"laptop" is the word to look for; say how many lines of the listing below contain it, and nothing else.
■ ■ ■ ■ ■
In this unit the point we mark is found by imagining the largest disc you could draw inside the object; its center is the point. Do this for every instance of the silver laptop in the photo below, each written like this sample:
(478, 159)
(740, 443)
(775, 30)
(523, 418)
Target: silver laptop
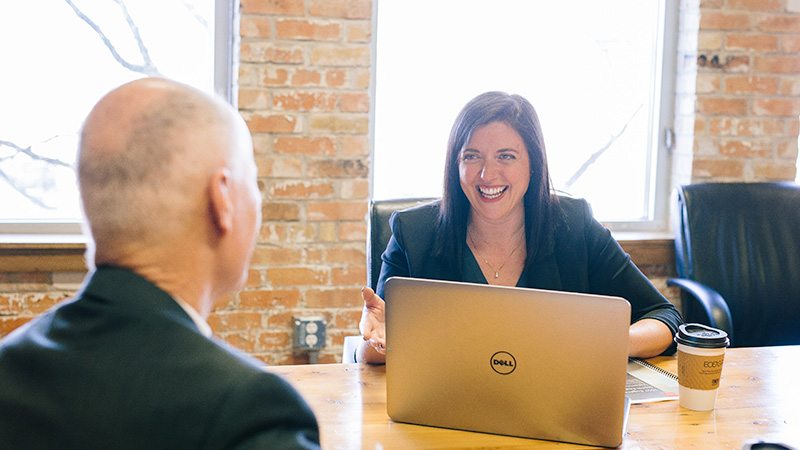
■ ■ ■ ■ ■
=== Response to this exercise ===
2